>> start Records supplied
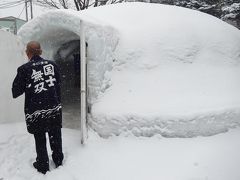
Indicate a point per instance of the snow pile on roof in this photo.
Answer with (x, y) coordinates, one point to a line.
(11, 53)
(152, 68)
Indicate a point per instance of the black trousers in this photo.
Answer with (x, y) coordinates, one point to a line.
(55, 139)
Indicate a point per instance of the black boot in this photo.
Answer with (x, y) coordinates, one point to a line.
(42, 168)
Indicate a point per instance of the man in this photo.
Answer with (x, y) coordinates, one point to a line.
(39, 79)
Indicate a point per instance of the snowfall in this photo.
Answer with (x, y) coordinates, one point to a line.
(164, 86)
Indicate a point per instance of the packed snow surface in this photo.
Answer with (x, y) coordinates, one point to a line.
(153, 69)
(11, 56)
(120, 158)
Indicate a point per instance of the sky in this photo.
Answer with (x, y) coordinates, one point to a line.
(19, 11)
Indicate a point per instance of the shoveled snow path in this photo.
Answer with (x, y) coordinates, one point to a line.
(124, 158)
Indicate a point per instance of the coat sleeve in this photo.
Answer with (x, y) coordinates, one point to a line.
(19, 83)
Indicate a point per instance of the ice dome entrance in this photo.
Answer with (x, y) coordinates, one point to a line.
(68, 59)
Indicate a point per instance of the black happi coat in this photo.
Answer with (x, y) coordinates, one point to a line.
(39, 79)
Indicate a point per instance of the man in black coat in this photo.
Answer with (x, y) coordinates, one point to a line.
(39, 79)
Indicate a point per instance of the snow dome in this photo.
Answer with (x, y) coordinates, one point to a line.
(152, 69)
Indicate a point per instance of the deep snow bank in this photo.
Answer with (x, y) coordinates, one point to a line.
(118, 158)
(12, 56)
(152, 68)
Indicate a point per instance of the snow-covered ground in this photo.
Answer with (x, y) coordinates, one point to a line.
(153, 69)
(129, 158)
(11, 56)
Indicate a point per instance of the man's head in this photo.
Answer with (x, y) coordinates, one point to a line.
(33, 49)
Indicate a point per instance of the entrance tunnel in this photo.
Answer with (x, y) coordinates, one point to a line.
(68, 59)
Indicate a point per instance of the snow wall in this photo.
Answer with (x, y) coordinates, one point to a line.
(12, 56)
(153, 69)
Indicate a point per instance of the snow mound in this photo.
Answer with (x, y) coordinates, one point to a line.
(152, 68)
(12, 56)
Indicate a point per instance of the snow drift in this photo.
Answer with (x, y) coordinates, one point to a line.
(12, 56)
(152, 68)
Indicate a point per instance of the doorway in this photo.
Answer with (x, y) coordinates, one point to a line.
(68, 59)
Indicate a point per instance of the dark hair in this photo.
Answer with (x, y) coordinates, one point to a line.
(34, 48)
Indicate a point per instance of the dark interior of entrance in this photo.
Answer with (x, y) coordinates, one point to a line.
(68, 59)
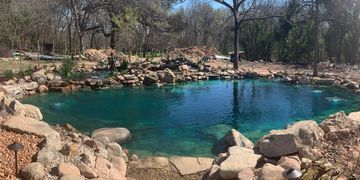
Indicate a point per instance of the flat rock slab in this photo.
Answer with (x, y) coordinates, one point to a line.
(191, 165)
(28, 125)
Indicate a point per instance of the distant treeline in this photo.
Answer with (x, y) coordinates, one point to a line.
(134, 26)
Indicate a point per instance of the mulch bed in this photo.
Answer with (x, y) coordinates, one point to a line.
(7, 157)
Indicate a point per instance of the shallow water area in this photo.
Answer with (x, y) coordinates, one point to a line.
(188, 119)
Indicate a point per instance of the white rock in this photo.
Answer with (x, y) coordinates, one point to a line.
(239, 158)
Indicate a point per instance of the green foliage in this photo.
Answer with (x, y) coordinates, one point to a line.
(26, 72)
(67, 66)
(124, 66)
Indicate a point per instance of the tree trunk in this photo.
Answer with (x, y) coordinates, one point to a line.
(236, 38)
(317, 53)
(112, 36)
(81, 42)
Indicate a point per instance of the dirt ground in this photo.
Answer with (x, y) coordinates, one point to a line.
(7, 157)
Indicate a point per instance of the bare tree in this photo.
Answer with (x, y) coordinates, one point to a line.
(245, 10)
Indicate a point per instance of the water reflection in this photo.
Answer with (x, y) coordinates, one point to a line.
(188, 119)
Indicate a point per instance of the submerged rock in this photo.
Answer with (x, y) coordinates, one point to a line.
(119, 135)
(271, 172)
(191, 165)
(284, 142)
(151, 163)
(232, 138)
(239, 158)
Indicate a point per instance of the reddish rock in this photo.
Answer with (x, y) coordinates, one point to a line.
(289, 162)
(86, 171)
(246, 174)
(102, 167)
(119, 164)
(68, 169)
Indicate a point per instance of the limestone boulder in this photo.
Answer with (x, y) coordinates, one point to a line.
(33, 171)
(39, 76)
(46, 156)
(32, 126)
(323, 81)
(354, 116)
(13, 91)
(191, 165)
(284, 142)
(339, 126)
(246, 174)
(232, 138)
(169, 76)
(271, 172)
(31, 86)
(32, 111)
(119, 135)
(239, 158)
(25, 110)
(86, 171)
(71, 177)
(43, 89)
(214, 173)
(119, 166)
(290, 162)
(114, 149)
(150, 79)
(102, 168)
(68, 169)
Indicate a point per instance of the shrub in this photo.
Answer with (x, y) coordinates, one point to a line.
(67, 66)
(124, 66)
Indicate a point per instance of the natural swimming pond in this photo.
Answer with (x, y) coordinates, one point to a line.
(187, 119)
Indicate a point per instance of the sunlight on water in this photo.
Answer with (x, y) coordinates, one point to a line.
(189, 119)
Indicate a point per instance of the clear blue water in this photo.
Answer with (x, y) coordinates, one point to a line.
(188, 119)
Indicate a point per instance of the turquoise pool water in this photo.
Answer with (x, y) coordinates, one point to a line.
(188, 119)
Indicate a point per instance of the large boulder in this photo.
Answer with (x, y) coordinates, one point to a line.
(13, 91)
(150, 79)
(323, 81)
(119, 135)
(33, 171)
(239, 158)
(32, 112)
(169, 76)
(39, 76)
(86, 171)
(102, 168)
(232, 138)
(338, 126)
(68, 169)
(43, 89)
(32, 126)
(354, 116)
(284, 142)
(25, 110)
(271, 172)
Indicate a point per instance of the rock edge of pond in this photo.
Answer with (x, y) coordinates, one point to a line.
(303, 146)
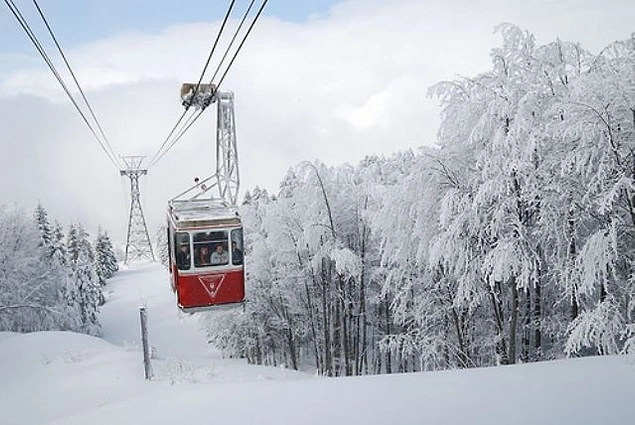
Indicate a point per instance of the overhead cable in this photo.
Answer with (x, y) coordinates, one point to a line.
(79, 87)
(25, 26)
(186, 127)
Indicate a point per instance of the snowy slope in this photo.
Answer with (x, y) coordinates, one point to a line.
(66, 378)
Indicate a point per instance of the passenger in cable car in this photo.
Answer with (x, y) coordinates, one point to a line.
(237, 254)
(183, 258)
(219, 256)
(203, 257)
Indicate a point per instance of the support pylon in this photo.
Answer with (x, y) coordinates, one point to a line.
(138, 240)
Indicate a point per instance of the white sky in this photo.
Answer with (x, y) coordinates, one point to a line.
(348, 82)
(67, 378)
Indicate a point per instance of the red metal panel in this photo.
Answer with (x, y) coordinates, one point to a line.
(206, 289)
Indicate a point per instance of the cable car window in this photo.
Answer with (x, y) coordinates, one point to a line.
(237, 247)
(210, 248)
(182, 247)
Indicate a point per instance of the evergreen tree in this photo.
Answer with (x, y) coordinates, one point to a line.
>> end Records supplied
** Directions for this task **
Convert all of the data above into a numbered list, omitting any blank lines and leaving the pictures out of the result.

** Right answer **
1. Indicate a point per instance of the snow pile on roof in this photo.
2. Answer with (x, y) coordinates, one point to a line.
3. (11, 53)
4. (152, 68)
5. Indicate a point per instance of the black trousers in this photo.
6. Answer with (x, y) coordinates, one point to a line.
7. (55, 139)
8. Indicate a point per instance of the black boot in this photo.
9. Answer with (x, y) coordinates, one point to a line.
10. (42, 168)
11. Indicate a point per instance of the man in this photo.
12. Answer with (x, y) coordinates, one point to a line.
13. (39, 79)
14. Indicate a point per instance of the snowfall in this photo.
15. Answer with (x, y) coordinates, one point to a line.
16. (164, 86)
17. Indicate a point per instance of the packed snow surface in this photo.
18. Answer with (x, y) coordinates, one point to a line.
19. (153, 69)
20. (11, 56)
21. (120, 158)
22. Indicate a point per instance of the sky in this photo.
23. Answer with (x, y) coordinates, one point to a line.
24. (19, 11)
25. Indicate a point per instance of the shoveled snow path in this photo.
26. Answer with (x, y) coordinates, one point to a line.
27. (124, 158)
28. Indicate a point per instance of the coat sleeve in this photo.
29. Answer with (x, y) coordinates, one point to a line.
30. (19, 83)
31. Indicate a point per instance of the ice dome entrance in this photo.
32. Answer with (x, y) coordinates, one point to a line.
33. (68, 59)
34. Indicate a point per instance of the black happi coat in this photo.
35. Answer with (x, y) coordinates, one point to a line.
36. (39, 79)
37. Indicate a point per instance of the man in black coat in this photo.
38. Answer with (x, y) coordinates, one point to a line.
39. (39, 79)
40. Indicate a point per instance of the snow dome in this photo.
41. Answer with (x, y) coordinates, one point to a line.
42. (152, 69)
43. Indicate a point per instance of the deep snow bank in this photo.
44. Answer with (x, y) coordinates, one point to a line.
45. (118, 158)
46. (12, 56)
47. (152, 68)
48. Indicate a point per instance of the snow-covered ground in this photo.
49. Answer with (x, y) coordinates, one point to a line.
50. (153, 69)
51. (129, 158)
52. (11, 56)
53. Indicate a point per instance of the man's head in this photo.
54. Answer with (x, y) coordinates, one point to a line.
55. (33, 49)
56. Indicate a point per instance of the entrance tunnel in this photo.
57. Answer with (x, y) coordinates, one point to a line.
58. (68, 59)
59. Indicate a point per instance of the snow wall in this photo.
60. Answer with (x, y) coordinates, one point to a line.
61. (12, 56)
62. (153, 69)
63. Indicate a point per instance of the snow mound in this photo.
64. Answer with (x, y) coordinates, one point to a line.
65. (152, 68)
66. (12, 56)
67. Indicate a point per instance of the snow drift in this photo.
68. Answer with (x, y) coordinates, one point to a line.
69. (12, 56)
70. (152, 68)
71. Indicate a point per instance of the doorway in this photo.
72. Answer with (x, y) coordinates, one point to a line.
73. (68, 59)
74. Indicate a point per instance of the dark hair in this photo.
75. Answer with (x, y) coordinates, one point to a line.
76. (34, 48)
77. Indicate a point per instance of the dark interior of entrance in this photo.
78. Answer with (x, y) coordinates, one point to a line.
79. (68, 59)
80. Indicate a point per instance of the flat rock slab in this photo.
81. Answer with (x, y) coordinates, one point to a line.
82. (191, 165)
83. (28, 125)
84. Indicate a point per instance of the distant treeline in this photo.
85. Answer with (x, y) coordinates, one point to a line.
86. (134, 26)
87. Indicate a point per instance of the mulch bed in this photo.
88. Answer with (x, y) coordinates, one point to a line.
89. (7, 157)
90. Indicate a point per instance of the shallow water area in this photo.
91. Answer with (x, y) coordinates, one point to a line.
92. (188, 119)
93. Indicate a point per instance of the white rock in this photo.
94. Answer with (x, y) coordinates, one point to a line.
95. (239, 158)
96. Indicate a point per instance of the green foliage in this photo.
97. Answer with (x, y) coordinates, one point to a line.
98. (26, 72)
99. (67, 66)
100. (124, 66)
101. Indicate a point per instance of the tree trunk in this photo.
102. Answer with (x, y) coordinates, one point to a line.
103. (236, 38)
104. (317, 53)
105. (112, 36)
106. (81, 42)
107. Indicate a point per instance of the dirt ground in this photo.
108. Answer with (x, y) coordinates, one point to a line.
109. (7, 157)
110. Indicate a point per instance of the bare tree in this photo.
111. Answer with (x, y) coordinates, one point to a line.
112. (245, 10)
113. Indicate a point per instance of the water reflection in this photo.
114. Answer with (x, y) coordinates, one point to a line.
115. (188, 119)
116. Indicate a point per instance of the submerged rock in this photo.
117. Answer with (x, y) coordinates, one point to a line.
118. (119, 135)
119. (271, 172)
120. (191, 165)
121. (284, 142)
122. (151, 163)
123. (232, 138)
124. (239, 158)
125. Indicate a point per instance of the reddish rock in this photo.
126. Answer with (x, y) coordinates, one point to a line.
127. (289, 162)
128. (86, 171)
129. (246, 174)
130. (102, 167)
131. (119, 164)
132. (68, 169)
133. Indicate a point per instance of the limestone boulder in this photo.
134. Answer with (x, y) coordinates, one point to a line.
135. (33, 171)
136. (39, 76)
137. (46, 156)
138. (32, 126)
139. (323, 81)
140. (354, 116)
141. (13, 91)
142. (191, 165)
143. (284, 142)
144. (339, 126)
145. (246, 174)
146. (232, 138)
147. (169, 76)
148. (271, 172)
149. (31, 86)
150. (32, 111)
151. (119, 135)
152. (239, 158)
153. (25, 110)
154. (86, 171)
155. (71, 177)
156. (43, 89)
157. (214, 173)
158. (119, 166)
159. (290, 162)
160. (114, 149)
161. (150, 79)
162. (102, 168)
163. (68, 169)
164. Indicate a point per instance of the shrub in this photo.
165. Answer with (x, y) coordinates, one point to a line.
166. (67, 66)
167. (124, 66)
168. Indicate a point per instance of the natural swimming pond in this photo.
169. Answer with (x, y) coordinates, one point to a line.
170. (187, 119)
171. Indicate a point per instance of the sunlight on water in this photo.
172. Answer with (x, y) coordinates, one point to a line.
173. (189, 119)
174. Indicate a point per instance of the clear blue water in this photo.
175. Answer with (x, y) coordinates, one point to a line.
176. (188, 119)
177. Indicate a point per instance of the turquoise pool water in this photo.
178. Answer with (x, y) coordinates, one point to a line.
179. (188, 119)
180. Indicate a point per instance of the large boulder in this photo.
181. Answer with (x, y) coordinates, one point to a line.
182. (13, 91)
183. (150, 79)
184. (323, 81)
185. (119, 135)
186. (33, 171)
187. (239, 158)
188. (32, 112)
189. (169, 76)
190. (39, 76)
191. (86, 171)
192. (102, 168)
193. (232, 138)
194. (338, 126)
195. (68, 169)
196. (43, 89)
197. (32, 126)
198. (354, 116)
199. (284, 142)
200. (25, 110)
201. (271, 172)
202. Indicate a point per instance of the rock edge of pond in this photo.
203. Answer with (x, y) coordinates, one point to a line.
204. (303, 146)
205. Indicate a point per instance of the overhead cable in this photo.
206. Answer with (x, y) coordinates, one point to a line.
207. (79, 87)
208. (25, 26)
209. (186, 127)
210. Indicate a point per instance of the snowy slope in this photo.
211. Answer with (x, y) coordinates, one point to a line.
212. (66, 378)
213. Indicate a point per instance of the passenger in cable car in this photo.
214. Answer with (x, y) coordinates, one point to a line.
215. (237, 254)
216. (183, 258)
217. (219, 256)
218. (203, 257)
219. Indicate a point per instance of the support pylon in this photo.
220. Answer with (x, y) coordinates, one point to a line.
221. (138, 240)
222. Indicate a point per instance of the white sky in this photo.
223. Answer with (x, y) coordinates, one point to a line.
224. (348, 82)
225. (67, 378)
226. Indicate a point per instance of the red metal panel in this photo.
227. Answer with (x, y) coordinates, one point to a line.
228. (206, 289)
229. Indicate a point per instance of the cable car window in this photo.
230. Answer with (x, y) coordinates, one point to a line.
231. (237, 247)
232. (210, 248)
233. (182, 247)
234. Indicate a point per instance of the evergreen tree in this photo.
235. Answer with (x, y) coordinates, one point to a line.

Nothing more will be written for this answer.